Referring expression pointing data:
+ + +

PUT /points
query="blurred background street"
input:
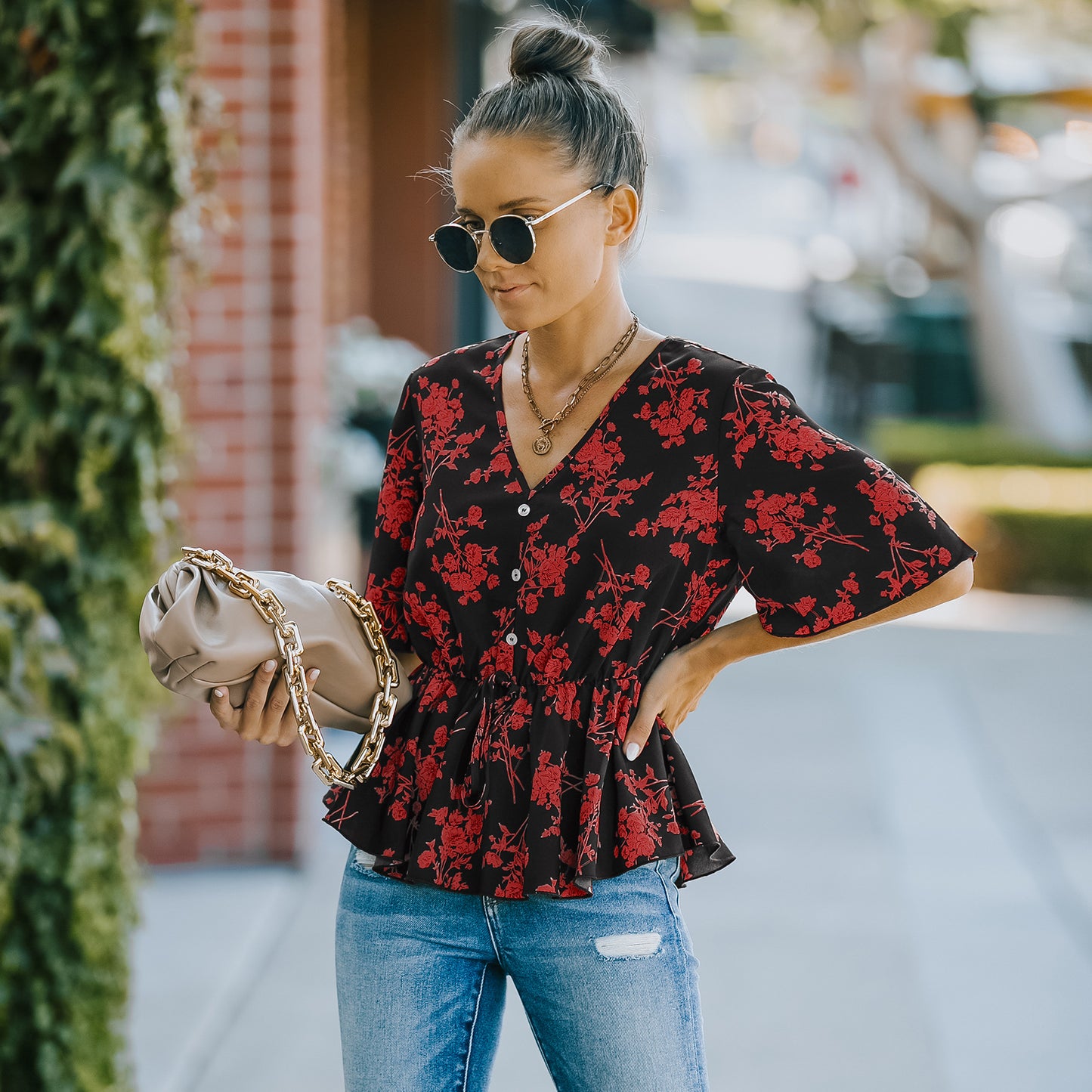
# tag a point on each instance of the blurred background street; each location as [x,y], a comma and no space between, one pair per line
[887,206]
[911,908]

+ + +

• [What needs to be done]: Transcribe every entry exactly, leaving out the pictures.

• [Response box]:
PUT /points
query="blurred background street"
input:
# tag a point on each instance of the blurred background street; each location as [x,y], a comma and no space between, one pair per line
[887,206]
[911,908]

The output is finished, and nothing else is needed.